> **Supplied passage**
I went to the doctor yesterday with Bill to get answers to the question of a syndrome of vague symptoms that he has been plagued with for about a month. Tests were ordered to rule out the more troubling possibilities. Neither Bill nor I flinched when the earnest young doctor used the word Cancer. We listened and nodded and did the next thing.
I followed Bill to the lab for a blood draw and sat in the waiting room reading an well-worn issue of Sunset while he had a chest x-ray. I found a couple of good recipes and thought about donating the stacks of old magazines Bill has stored in his office.
We left the clinic and went to the co-op for a late lunch. Over kale salad and sweet potato fritters, we talked about illness and death. What if? How would we care for each other? How would we cope? I remember feeling so grateful for the intimacy: an intimacy made sweeter by the reminder that the future is not a guarantee.
The phone rang while we were putting away the groceries from the co-op. It was the doctor. I handed the phone to Bill and opened the pantry door to shelve the rice noodles and the Tangerine Orange Zinger tea. I felt surprising detached as I listened to Bill's end of the conversation, although a winced just a little when I heard him ask: "Is it painful?"

> **Exercise 1**
Answer these about the passage on the doctor visit:
(a) Which magazine did the narrator read in the waiting room?
(b) What did the narrator and Bill eat at the co-op?
(c) Which two items did the narrator put in the pantry?
> **Exercise 2**
Retype the section of the passage on the doctor visit that starts at the words "I followed Bill" and ends after "in his office.".
Rely on the passage and nothing else.

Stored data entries
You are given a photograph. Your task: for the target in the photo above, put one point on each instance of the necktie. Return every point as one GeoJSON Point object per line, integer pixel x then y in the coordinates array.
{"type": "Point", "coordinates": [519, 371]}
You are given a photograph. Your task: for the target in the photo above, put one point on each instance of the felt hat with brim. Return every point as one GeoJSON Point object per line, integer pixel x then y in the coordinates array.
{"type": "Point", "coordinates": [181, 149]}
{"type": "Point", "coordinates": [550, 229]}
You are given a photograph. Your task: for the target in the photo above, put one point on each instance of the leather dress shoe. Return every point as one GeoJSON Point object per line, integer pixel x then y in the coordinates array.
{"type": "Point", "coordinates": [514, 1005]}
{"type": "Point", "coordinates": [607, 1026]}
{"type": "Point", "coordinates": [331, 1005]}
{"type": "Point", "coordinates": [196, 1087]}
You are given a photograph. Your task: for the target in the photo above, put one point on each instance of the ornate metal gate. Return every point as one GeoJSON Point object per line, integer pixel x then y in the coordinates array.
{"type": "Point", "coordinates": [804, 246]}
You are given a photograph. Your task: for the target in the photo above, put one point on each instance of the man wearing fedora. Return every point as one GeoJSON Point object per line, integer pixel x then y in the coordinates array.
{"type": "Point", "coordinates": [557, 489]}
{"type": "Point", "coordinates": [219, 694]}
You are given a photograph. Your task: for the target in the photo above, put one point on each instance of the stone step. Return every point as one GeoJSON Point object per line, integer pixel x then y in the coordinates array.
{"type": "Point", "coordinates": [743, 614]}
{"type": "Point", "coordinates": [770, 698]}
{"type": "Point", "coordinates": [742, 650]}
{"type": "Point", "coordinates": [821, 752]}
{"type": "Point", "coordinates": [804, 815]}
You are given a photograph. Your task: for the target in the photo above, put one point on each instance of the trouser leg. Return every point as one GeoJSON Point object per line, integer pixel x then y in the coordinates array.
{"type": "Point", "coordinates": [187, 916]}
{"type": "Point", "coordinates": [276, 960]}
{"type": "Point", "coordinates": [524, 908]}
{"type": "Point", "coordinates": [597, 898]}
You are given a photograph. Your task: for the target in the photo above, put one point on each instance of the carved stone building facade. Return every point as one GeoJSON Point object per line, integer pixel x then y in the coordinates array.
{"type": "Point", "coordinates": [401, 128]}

> **Written response 1**
(a) Sunset
(b) Kale salad and sweet potato fritters
(c) Rice noodles and Tangerine Orange Zinger tea

> **Written response 2**
I followed Bill to the lab for a blood draw and sat in the waiting room reading an well-worn issue of Sunset while he had a chest x-ray. I found a couple of good recipes and thought about donating the stacks of old magazines Bill has stored in his office.